REQUIREMENT 1: Duplicate, word for word, the records from the line with "Localize the woman with" to the line with "[[302, 84, 323, 101]]", including both of those lines.

>> BEGIN TEXT BLOCK

-1

I'm trying to use SIMD intrinsics with a C program in XCode 7.1. (Note, I am writing a C99 program and not a C++ program).

I've included immintrin.h, and I've written several functions using intrinsic commands that function very well. I'm now trying to write a function that sums the four floats in a __m128 as follows:

float cimpl_sum_m128( __m128 x ){
  float out;
  __m128 sum = x;
  sum = _mm_hadd_ps( sum, sum );
  sum = _mm_hadd_ps( sum, sum );
  out = _mm_cvtss_f32( sum );
  return out;
}

XCode does not recognize the _mm_cvtss_f32 command. I should note that I got the command from this website: https://software.intel.com/sites/landingpage/IntrinsicsGuide/.

Can anyone explain to me why XCode doesn't recognize this command. If I can't use _mm_cvtss_f32, how do I extract a single value from a __m128 variable?

In the future, I'd like to use _mm256_cvtss_f32; is this possible? If not, how do I extract a single value from a __m256 variable?

>> END TEXT BLOCK
>> BEGIN DATA SHOWN

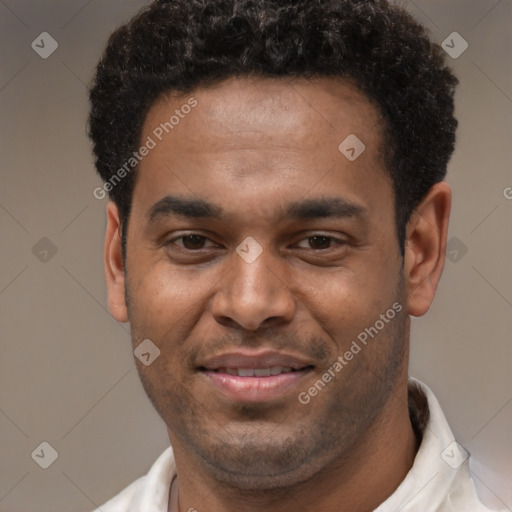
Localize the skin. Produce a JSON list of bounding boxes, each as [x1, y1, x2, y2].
[[105, 77, 451, 512]]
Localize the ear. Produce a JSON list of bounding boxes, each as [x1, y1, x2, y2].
[[103, 201, 128, 322], [404, 181, 452, 316]]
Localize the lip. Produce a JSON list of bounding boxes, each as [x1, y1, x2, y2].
[[199, 350, 313, 403], [199, 350, 313, 370]]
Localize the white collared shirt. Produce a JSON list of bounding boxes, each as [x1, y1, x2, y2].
[[94, 377, 506, 512]]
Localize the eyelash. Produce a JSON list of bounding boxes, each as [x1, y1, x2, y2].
[[165, 233, 346, 253]]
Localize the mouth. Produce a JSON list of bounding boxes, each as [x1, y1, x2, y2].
[[198, 351, 314, 403]]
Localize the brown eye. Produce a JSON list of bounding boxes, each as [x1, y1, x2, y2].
[[168, 234, 213, 251], [308, 236, 332, 249], [298, 235, 343, 251]]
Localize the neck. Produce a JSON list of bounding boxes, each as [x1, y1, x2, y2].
[[171, 379, 419, 512]]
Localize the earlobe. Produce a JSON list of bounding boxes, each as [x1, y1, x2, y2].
[[404, 182, 451, 316], [104, 201, 128, 322]]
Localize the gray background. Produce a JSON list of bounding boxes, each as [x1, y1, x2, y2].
[[0, 0, 512, 512]]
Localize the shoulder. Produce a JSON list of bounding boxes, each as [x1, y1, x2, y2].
[[89, 446, 176, 512]]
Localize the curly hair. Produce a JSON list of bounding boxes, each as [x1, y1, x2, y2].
[[89, 0, 458, 255]]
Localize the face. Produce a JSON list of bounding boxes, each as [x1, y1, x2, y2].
[[114, 78, 407, 489]]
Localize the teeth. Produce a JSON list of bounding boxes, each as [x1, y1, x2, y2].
[[217, 366, 293, 377]]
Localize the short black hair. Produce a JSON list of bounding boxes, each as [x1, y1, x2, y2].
[[89, 0, 458, 256]]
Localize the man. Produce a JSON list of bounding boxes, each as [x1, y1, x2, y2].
[[90, 0, 504, 512]]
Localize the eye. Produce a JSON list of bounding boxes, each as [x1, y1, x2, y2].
[[167, 233, 216, 251], [298, 235, 345, 251]]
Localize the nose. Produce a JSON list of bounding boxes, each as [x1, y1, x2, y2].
[[211, 246, 296, 331]]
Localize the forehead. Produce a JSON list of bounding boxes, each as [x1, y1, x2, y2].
[[143, 77, 380, 149], [134, 77, 388, 224]]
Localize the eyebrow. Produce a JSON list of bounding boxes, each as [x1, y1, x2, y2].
[[147, 195, 367, 224]]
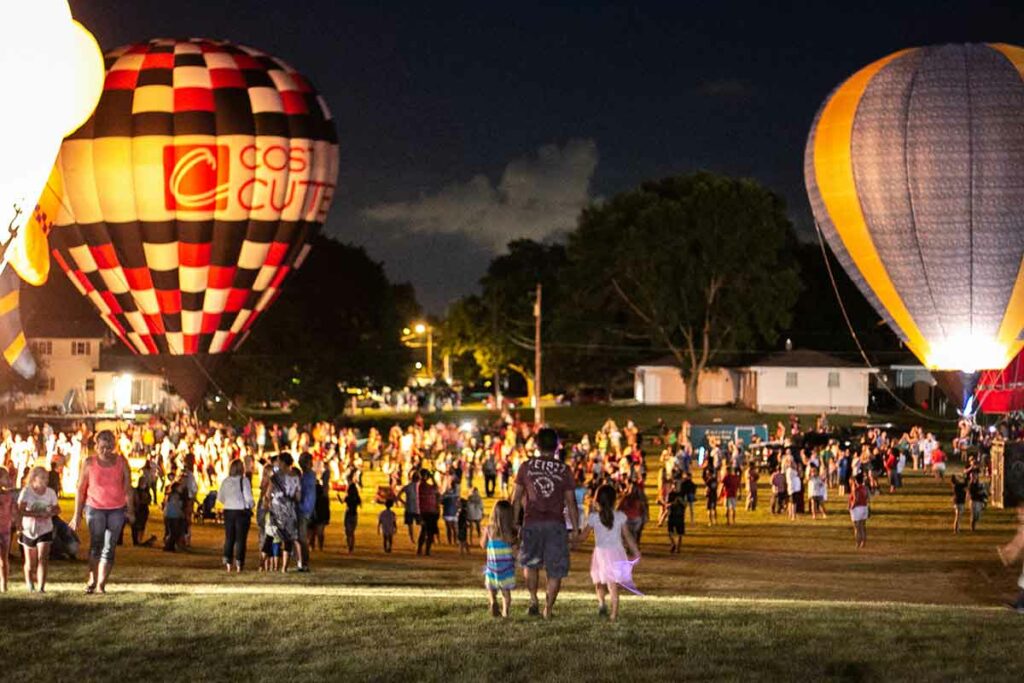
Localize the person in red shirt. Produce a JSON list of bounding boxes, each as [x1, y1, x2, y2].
[[886, 451, 897, 494], [719, 468, 741, 526], [416, 470, 440, 555], [932, 447, 946, 479], [512, 428, 580, 618]]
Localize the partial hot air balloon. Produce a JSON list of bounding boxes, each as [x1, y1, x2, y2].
[[978, 351, 1024, 414], [804, 44, 1024, 413], [0, 0, 103, 378], [50, 38, 338, 405]]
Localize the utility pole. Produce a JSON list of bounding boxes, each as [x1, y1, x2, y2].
[[534, 283, 544, 426], [427, 325, 434, 382]]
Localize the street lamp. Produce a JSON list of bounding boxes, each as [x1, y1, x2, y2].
[[401, 323, 434, 379]]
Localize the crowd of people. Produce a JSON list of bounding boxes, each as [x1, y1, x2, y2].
[[0, 412, 1021, 618]]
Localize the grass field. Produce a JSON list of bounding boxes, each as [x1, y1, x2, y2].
[[0, 590, 1024, 682], [0, 411, 1024, 681]]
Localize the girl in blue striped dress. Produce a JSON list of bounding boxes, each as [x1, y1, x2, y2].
[[480, 501, 515, 617]]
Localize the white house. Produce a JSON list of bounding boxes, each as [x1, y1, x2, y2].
[[15, 314, 186, 415], [739, 350, 879, 415], [633, 355, 739, 405]]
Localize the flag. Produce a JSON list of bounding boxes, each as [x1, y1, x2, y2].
[[0, 268, 36, 379], [4, 166, 63, 287]]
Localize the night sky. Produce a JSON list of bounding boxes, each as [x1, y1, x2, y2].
[[70, 0, 1024, 313]]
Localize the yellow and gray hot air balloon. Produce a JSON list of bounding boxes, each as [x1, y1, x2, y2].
[[804, 44, 1024, 411]]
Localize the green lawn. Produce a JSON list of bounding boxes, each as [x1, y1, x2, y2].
[[0, 407, 1024, 682], [0, 587, 1024, 683]]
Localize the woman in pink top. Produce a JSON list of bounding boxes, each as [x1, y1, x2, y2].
[[70, 429, 135, 593]]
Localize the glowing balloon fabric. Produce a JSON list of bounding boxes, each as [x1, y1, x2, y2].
[[804, 44, 1024, 371], [0, 0, 103, 378], [51, 39, 338, 356]]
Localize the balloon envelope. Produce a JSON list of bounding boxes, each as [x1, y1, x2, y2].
[[51, 39, 338, 402], [804, 44, 1024, 372]]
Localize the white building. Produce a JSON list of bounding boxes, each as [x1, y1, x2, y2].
[[14, 314, 180, 415], [739, 350, 879, 415], [633, 355, 739, 405]]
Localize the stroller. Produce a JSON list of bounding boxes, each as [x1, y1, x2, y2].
[[195, 490, 223, 524], [50, 517, 81, 560]]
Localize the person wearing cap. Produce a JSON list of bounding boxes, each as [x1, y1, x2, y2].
[[512, 428, 580, 618]]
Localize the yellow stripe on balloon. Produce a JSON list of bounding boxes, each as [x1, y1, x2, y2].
[[0, 289, 20, 316], [3, 332, 25, 366], [814, 48, 929, 361], [7, 166, 63, 287]]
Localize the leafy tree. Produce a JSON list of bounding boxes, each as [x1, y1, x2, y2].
[[561, 172, 800, 408], [441, 240, 565, 401], [217, 236, 419, 416]]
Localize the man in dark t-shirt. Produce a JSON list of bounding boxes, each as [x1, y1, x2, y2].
[[512, 428, 580, 618]]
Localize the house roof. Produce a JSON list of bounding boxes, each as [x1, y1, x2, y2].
[[751, 349, 866, 370], [634, 351, 761, 369], [98, 346, 160, 375]]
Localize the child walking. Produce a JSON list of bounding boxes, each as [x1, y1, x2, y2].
[[345, 481, 362, 554], [0, 467, 14, 593], [164, 481, 185, 553], [480, 501, 512, 618], [657, 481, 686, 553], [850, 472, 868, 548], [584, 484, 640, 622], [17, 467, 60, 593], [456, 498, 469, 555], [377, 498, 398, 553]]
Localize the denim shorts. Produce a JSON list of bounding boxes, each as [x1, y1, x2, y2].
[[85, 506, 127, 562], [519, 521, 569, 579]]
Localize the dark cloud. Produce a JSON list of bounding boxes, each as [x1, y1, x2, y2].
[[362, 139, 597, 254], [696, 78, 755, 99]]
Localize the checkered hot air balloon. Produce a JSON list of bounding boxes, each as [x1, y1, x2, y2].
[[50, 38, 338, 403], [804, 44, 1024, 411]]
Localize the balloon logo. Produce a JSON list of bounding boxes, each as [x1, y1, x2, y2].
[[804, 44, 1024, 385], [51, 39, 338, 402]]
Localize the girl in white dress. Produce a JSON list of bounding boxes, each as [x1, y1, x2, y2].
[[584, 484, 640, 621]]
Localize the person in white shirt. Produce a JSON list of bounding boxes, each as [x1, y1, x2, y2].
[[785, 456, 804, 519], [17, 467, 60, 593], [807, 468, 828, 519], [217, 460, 255, 571]]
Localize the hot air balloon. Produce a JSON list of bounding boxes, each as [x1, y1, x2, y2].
[[804, 44, 1024, 411], [50, 39, 338, 404], [0, 0, 103, 378], [978, 351, 1024, 414]]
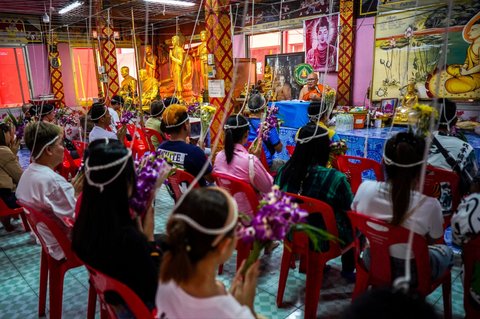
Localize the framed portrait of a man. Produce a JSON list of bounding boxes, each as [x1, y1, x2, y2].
[[303, 13, 339, 72]]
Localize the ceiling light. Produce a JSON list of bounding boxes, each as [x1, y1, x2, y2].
[[145, 0, 195, 7], [58, 1, 83, 14]]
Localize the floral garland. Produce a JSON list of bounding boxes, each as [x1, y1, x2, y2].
[[237, 185, 336, 276]]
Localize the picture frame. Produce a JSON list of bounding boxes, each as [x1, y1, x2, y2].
[[265, 52, 305, 100], [380, 98, 398, 114]]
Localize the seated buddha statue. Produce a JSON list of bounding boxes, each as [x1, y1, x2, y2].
[[393, 81, 418, 123]]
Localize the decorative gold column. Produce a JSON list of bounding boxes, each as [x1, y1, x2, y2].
[[47, 34, 65, 108], [205, 0, 233, 143], [337, 0, 355, 105], [99, 17, 120, 102]]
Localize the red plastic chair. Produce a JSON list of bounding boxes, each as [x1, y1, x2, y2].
[[463, 235, 480, 319], [72, 141, 88, 158], [0, 198, 30, 232], [277, 193, 342, 318], [212, 173, 259, 274], [85, 265, 155, 319], [145, 128, 164, 152], [349, 212, 452, 319], [423, 165, 461, 220], [167, 169, 199, 202], [337, 155, 385, 194], [20, 202, 95, 319]]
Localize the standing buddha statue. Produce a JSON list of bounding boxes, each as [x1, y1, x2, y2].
[[169, 35, 185, 97], [119, 66, 137, 101], [139, 69, 158, 110]]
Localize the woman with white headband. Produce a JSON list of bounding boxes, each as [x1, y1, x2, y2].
[[352, 132, 453, 279], [156, 187, 259, 319], [72, 140, 160, 318], [427, 99, 478, 196], [275, 123, 355, 282], [213, 114, 273, 213], [158, 104, 213, 186], [16, 122, 82, 260]]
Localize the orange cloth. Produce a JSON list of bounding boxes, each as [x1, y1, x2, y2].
[[302, 84, 323, 101]]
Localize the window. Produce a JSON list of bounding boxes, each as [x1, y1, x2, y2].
[[249, 32, 281, 80], [72, 48, 98, 106], [0, 47, 30, 108], [117, 48, 138, 84]]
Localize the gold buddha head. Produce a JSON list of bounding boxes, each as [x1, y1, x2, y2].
[[138, 69, 147, 81]]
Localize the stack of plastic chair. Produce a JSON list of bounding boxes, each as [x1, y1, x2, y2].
[[85, 265, 155, 319], [167, 169, 199, 202], [337, 155, 385, 194], [20, 202, 95, 319], [277, 193, 342, 318], [463, 235, 480, 319], [0, 198, 30, 232], [349, 212, 452, 319], [212, 173, 259, 274], [145, 128, 163, 152]]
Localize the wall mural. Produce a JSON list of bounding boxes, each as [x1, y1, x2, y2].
[[372, 0, 480, 101]]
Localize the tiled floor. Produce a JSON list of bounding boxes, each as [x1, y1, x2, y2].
[[0, 189, 464, 319]]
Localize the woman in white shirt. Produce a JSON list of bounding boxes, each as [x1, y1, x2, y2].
[[352, 132, 453, 279], [156, 187, 259, 319]]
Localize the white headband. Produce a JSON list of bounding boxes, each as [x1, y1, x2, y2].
[[165, 116, 189, 128], [295, 131, 328, 144], [33, 135, 60, 160], [171, 199, 238, 250], [383, 149, 425, 168], [85, 148, 132, 193], [90, 106, 107, 121]]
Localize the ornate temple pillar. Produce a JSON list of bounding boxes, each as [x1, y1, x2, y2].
[[47, 34, 65, 108], [98, 17, 120, 103], [205, 0, 233, 143], [337, 0, 355, 105]]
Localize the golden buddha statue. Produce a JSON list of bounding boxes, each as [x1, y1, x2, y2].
[[169, 35, 185, 96], [179, 34, 193, 91], [143, 45, 157, 77], [197, 31, 208, 90], [119, 66, 137, 100], [393, 81, 418, 123], [139, 69, 158, 109]]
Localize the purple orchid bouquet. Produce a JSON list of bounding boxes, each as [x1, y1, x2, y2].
[[130, 152, 173, 217], [120, 110, 137, 125], [238, 185, 337, 276]]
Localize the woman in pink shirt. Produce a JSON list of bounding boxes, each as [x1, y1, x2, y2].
[[213, 114, 273, 213]]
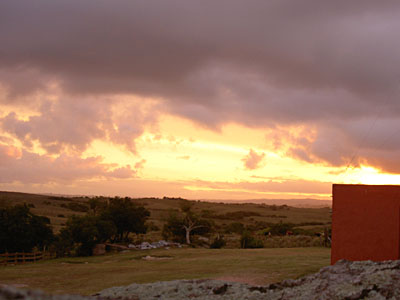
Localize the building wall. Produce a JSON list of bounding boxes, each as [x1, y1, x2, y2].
[[331, 184, 400, 264]]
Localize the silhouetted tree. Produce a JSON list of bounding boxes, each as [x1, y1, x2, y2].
[[163, 201, 212, 245], [0, 204, 54, 253], [100, 198, 150, 241]]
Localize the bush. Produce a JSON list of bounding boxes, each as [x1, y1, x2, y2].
[[60, 202, 89, 212], [265, 235, 323, 248], [0, 204, 54, 253], [240, 231, 264, 249], [225, 222, 244, 234], [210, 235, 226, 249]]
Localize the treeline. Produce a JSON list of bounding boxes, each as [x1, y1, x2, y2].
[[0, 197, 150, 256]]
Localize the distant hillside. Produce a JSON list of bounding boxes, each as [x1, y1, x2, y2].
[[0, 192, 331, 238], [204, 198, 332, 208]]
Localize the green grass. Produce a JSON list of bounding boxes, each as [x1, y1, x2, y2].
[[0, 248, 330, 295], [0, 192, 331, 240]]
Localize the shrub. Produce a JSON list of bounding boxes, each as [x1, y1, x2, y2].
[[0, 204, 54, 253], [240, 231, 264, 248], [210, 235, 226, 249], [60, 202, 89, 212], [225, 222, 244, 234]]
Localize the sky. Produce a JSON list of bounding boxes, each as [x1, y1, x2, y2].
[[0, 0, 400, 200]]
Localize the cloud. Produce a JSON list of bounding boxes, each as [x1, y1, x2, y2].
[[192, 178, 332, 194], [0, 0, 400, 172], [242, 149, 265, 170], [0, 98, 157, 154], [0, 144, 136, 184], [176, 155, 190, 160]]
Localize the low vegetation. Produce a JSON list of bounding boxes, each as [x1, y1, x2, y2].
[[0, 248, 330, 295], [0, 192, 330, 256]]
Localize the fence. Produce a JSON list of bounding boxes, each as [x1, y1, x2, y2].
[[0, 252, 55, 265]]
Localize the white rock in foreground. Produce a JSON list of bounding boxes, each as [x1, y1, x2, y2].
[[0, 260, 400, 300]]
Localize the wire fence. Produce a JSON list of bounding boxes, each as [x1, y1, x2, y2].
[[0, 251, 56, 266]]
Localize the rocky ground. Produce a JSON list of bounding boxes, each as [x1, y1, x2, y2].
[[0, 260, 400, 300]]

>> END DATA SHOWN

REQUIREMENT 2: In the forum post on SIMD intrinsics, which command does Xcode fail to recognize?

TASK RESULT 1:
Localize the woman with white headband. Produce a JSON list of bounding boxes, each as [x1, y1, x2, y2].
[[352, 132, 453, 279], [156, 187, 259, 319], [72, 140, 160, 318], [427, 99, 478, 196], [275, 123, 355, 282], [213, 114, 273, 213], [158, 104, 213, 186], [16, 122, 82, 260]]
Localize the orange cloth. Produce a JSON list of bounding boxes, each as [x1, y1, x2, y2].
[[302, 84, 323, 101]]

TASK RESULT 2: _mm_cvtss_f32